==== TEXT PASSAGE ====

For the actual project, I'm not sure what the end goal is - Have Javanese speaking people start using MediaWiki as a personal word processor? It seems like making an input method for X11/where ever input methods go in general for various operating systems would be much more effective at accomplishing the authors goals. Its also unclear how this benefits Wikimedia, other than wiki on a stick support would benefit MediaWiki. Having more Javanese speakers familiar with MediaWiki might make them more likely to contribute to a Javanese project, but that seems like a rather indirect benefit.

Replay Edits

This is an interesting proposal.

From what I understand, what is being proposed is that you could replay the history of an article, having text being added and removed in front of your eyes. Somewhat similar to how edits happen in front of your eyes in etherpad (?) (but replaying the past, not real time editing). This would allow a cool visualization of how articles change with time.

I'm unclear on this proposal if its meant to operate on the wikitext or on the rendered page. I'm also unclear if as it goes forward in time, does it highlight the changes, or just show the new page. Some of the comments on the talk page, and this mockup suggest it would work on rendered pages. Having diffs that highlight what changed, but on the rendered page instead of the wikitext source (so-called visual diff), is a feature that would be awesome in and of itself. (There was once upon a time some experimental support in MW for this, but it was removed due to being incomplete).

If it is indeed the authors intention to provide visual diffs, then this project becomes quite exciting. It also becomes quite a bit more difficult, and I would be hesitant supporting it, unless the author stated his implementation plans in much more detail, in order to verify he understands the issues involved. If this is more just a visualization of how articles change in time, it is a much lower impact project, but still an interesting one. I would support it, especially because the proposer is only asking for $200 to do this.

MediaWiki data browser

This proposal is from Yaron, who is (among other things) a very prominent developer of Semantic MediaWiki. This is by far the most ambitious technical project of any proposed and could potentially have a huge impact.

At the same time it is a little unclear what is actually being proposed. The author says a framework to create drill down interfaces. Perhaps my confusion stems from only having a vague idea of what a drill-down interface is. A picture of an example interface would really be worth a thousand words.

With that said, the idea seems to be creating an interface where the user could filter or select pages by some criteria based on information in an infobox. This all sounds really cool, but it also sounds very hand-waving, to really evaluate this proposal, I think I would need to better understand what is actually being proposed. A concrete example of what an app designed with the framework would look like, including what sort of scope in terms of data processing a potential app could have, would be helpful.

An interesting part of this proposal is that all the processing is done on the client side. The author mentions that (obviously) only a small portion of wikipedia's data would be downloaded. I would be interested to know more about how much data would be downloaded, what data would be downloaded (is it wikitext of relevant pages), how the framework would find the relevant information it needs to download (this is part of my confusion over what the relevant information the framework would be working on is).

Certainly an interesting proposal, and one with much potential.

TapAMap

Basically author has an apple iPhone app that gives you a map. You click somewhere on the map, and it takes you to the nearest article to where you clicked. This is the opposite of most geo-location efforts, although is somewhat similar to WikiMiniAtlas type things that provide wikilinks to various places at their location on the map. It appears this one tries to be different by not showing textual links on the map, but instead concentrating on the geographical location only.

====

> **GOAL 1**:
From the proposal reviews above, write out the passage starting with "For the actual" and going on through "rather indirect benefit.".
> **GOAL 2**:
Using the proposal reviews above, state whether each statement agrees with the text, answering yes or no and quoting the words that decide it: (a) The person proposing Replay Edits is asking for $200. (b) In the MediaWiki data browser proposal, the processing is done on the server side. (c) TapAMap is an Android app.
> **GOAL 3**:
According to the proposal reviews above, who submitted the MediaWiki data browser proposal?

==== AVAILABLE DATA ====

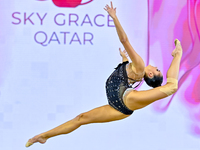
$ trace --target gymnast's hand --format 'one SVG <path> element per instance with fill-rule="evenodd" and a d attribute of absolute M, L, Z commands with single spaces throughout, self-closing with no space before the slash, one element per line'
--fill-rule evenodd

====

> **TASK ANSWER 1**:
For the actual project, I'm not sure what the end goal is - Have Javanese speaking people start using MediaWiki as a personal word processor? It seems like making an input method for X11/where ever input methods go in general for various operating systems would be much more effective at accomplishing the authors goals. Its also unclear how this benefits Wikimedia, other than wiki on a stick support would benefit MediaWiki. Having more Javanese speakers familiar with MediaWiki might make them more likely to contribute to a Javanese project, but that seems like a rather indirect benefit.

> **TASK ANSWER 2**:
(a) Yes: "the proposer is only asking for $200 to do this."
(b) No: "all the processing is done on the client side."
(c) No: "author has an apple iPhone app that gives you a map."

> **TASK ANSWER 3**:
Yaron, a very prominent developer of Semantic MediaWiki.